(Directions for this task) Copy out the rows word for word, starting at the line containing "recess. Write the coordinates, one line per instance." and going through the last row, with both ends included.
--- Start of Information provided ---
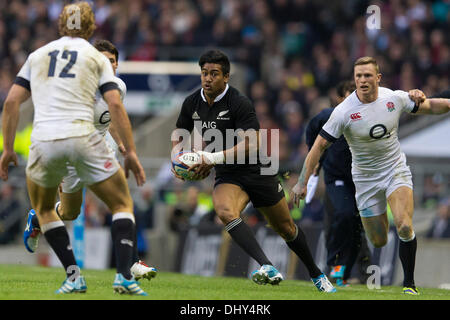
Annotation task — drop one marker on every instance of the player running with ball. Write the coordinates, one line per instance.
(221, 107)
(369, 118)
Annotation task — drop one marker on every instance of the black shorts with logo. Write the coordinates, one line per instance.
(263, 190)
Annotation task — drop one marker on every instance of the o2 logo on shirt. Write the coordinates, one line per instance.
(104, 118)
(378, 131)
(355, 116)
(390, 106)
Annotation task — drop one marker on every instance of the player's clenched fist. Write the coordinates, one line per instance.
(298, 193)
(417, 96)
(5, 160)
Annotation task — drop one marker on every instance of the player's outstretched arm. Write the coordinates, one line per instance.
(434, 106)
(112, 130)
(247, 148)
(312, 159)
(10, 119)
(428, 106)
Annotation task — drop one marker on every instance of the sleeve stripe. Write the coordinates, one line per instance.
(108, 86)
(327, 136)
(23, 82)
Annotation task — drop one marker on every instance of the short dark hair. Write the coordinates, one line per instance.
(218, 57)
(105, 45)
(345, 86)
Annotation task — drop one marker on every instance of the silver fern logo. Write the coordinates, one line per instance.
(221, 114)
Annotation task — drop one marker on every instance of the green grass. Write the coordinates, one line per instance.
(19, 282)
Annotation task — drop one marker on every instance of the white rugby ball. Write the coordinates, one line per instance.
(182, 161)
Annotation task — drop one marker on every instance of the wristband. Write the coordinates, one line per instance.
(213, 157)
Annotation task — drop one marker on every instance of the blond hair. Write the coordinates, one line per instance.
(77, 20)
(367, 60)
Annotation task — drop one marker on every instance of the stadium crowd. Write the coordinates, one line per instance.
(296, 51)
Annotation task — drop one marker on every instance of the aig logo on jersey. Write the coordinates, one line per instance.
(355, 116)
(390, 106)
(221, 115)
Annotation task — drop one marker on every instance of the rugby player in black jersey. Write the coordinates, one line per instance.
(220, 107)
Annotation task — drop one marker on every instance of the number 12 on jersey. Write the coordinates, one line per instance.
(65, 55)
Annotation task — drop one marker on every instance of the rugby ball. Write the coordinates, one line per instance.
(182, 161)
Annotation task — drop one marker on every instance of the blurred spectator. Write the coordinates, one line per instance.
(440, 227)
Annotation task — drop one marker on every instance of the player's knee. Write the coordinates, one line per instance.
(225, 213)
(378, 241)
(404, 231)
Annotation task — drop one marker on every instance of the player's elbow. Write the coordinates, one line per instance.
(11, 104)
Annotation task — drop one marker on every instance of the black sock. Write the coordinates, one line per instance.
(135, 248)
(407, 253)
(244, 237)
(301, 249)
(35, 222)
(122, 231)
(59, 240)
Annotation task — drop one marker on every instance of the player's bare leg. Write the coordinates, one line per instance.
(401, 202)
(376, 228)
(280, 220)
(43, 200)
(69, 205)
(229, 201)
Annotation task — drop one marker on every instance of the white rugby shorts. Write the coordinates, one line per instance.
(88, 155)
(372, 190)
(72, 182)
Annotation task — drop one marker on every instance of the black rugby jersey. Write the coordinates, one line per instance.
(230, 110)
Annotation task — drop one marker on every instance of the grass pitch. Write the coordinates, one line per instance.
(19, 282)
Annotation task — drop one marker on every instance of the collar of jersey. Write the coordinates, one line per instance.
(220, 96)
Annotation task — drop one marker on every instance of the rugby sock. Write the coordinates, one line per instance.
(135, 248)
(407, 253)
(122, 231)
(35, 222)
(57, 237)
(301, 249)
(244, 237)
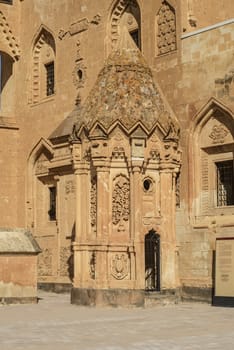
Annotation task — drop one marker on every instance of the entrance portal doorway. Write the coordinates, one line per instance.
(152, 261)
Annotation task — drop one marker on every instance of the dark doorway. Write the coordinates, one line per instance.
(152, 261)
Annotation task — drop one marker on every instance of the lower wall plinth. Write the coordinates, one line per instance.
(55, 287)
(18, 300)
(197, 294)
(108, 297)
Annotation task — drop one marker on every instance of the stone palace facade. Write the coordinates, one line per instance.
(116, 133)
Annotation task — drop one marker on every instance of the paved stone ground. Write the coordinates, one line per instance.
(54, 324)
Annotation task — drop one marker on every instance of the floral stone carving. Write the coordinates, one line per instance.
(121, 200)
(218, 133)
(120, 266)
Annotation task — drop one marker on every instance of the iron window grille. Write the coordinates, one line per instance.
(225, 183)
(49, 79)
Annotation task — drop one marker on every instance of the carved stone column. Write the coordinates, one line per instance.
(103, 197)
(168, 238)
(136, 223)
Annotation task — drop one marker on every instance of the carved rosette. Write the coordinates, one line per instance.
(120, 266)
(93, 202)
(218, 134)
(166, 29)
(120, 200)
(69, 187)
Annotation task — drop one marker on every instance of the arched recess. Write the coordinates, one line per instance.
(43, 65)
(125, 13)
(211, 160)
(7, 85)
(166, 29)
(40, 156)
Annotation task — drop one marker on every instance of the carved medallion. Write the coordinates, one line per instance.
(119, 266)
(218, 134)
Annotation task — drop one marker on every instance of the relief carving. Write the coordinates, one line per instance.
(45, 263)
(218, 134)
(41, 167)
(69, 187)
(93, 202)
(6, 34)
(166, 29)
(120, 266)
(118, 153)
(79, 26)
(225, 85)
(120, 200)
(92, 264)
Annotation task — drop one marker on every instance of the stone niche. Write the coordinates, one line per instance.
(18, 267)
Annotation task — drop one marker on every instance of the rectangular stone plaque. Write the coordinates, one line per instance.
(224, 271)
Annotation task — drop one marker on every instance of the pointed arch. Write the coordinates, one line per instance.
(43, 56)
(166, 29)
(211, 142)
(42, 147)
(125, 13)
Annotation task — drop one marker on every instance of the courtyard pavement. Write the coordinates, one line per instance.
(55, 324)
--- End of Information provided ---
(Task solution)
Annotation task — drop one marker on every instance of the arched recess. Write the coordinates, one line per instance.
(43, 65)
(125, 13)
(211, 160)
(7, 85)
(166, 29)
(40, 156)
Annotation task — drop one marker on every instance of the carved medallion. Write the coordinates, one line per instance.
(119, 266)
(218, 134)
Annotation task — drop one marker on every instance of the relief carving. Write the coordinates, one line per instance.
(45, 263)
(218, 134)
(41, 167)
(69, 187)
(93, 202)
(6, 34)
(166, 29)
(120, 266)
(118, 153)
(79, 26)
(225, 85)
(120, 200)
(92, 264)
Annotation task — drop one marker on every instance of the stone niche. Write the coordinates, one line per instance.
(18, 267)
Annotation task — drop one marker on every instance of the rectangular stone plaque. Write the coordinates, one line per instance.
(224, 271)
Annotation task — drop one marker on every instance of the pointed arch. Write the coordinates, one line per instance.
(43, 56)
(166, 29)
(211, 142)
(42, 147)
(125, 13)
Annotation task — drop one marker on every instance of the courtyard pavement. Write the coordinates, one line per instance.
(55, 324)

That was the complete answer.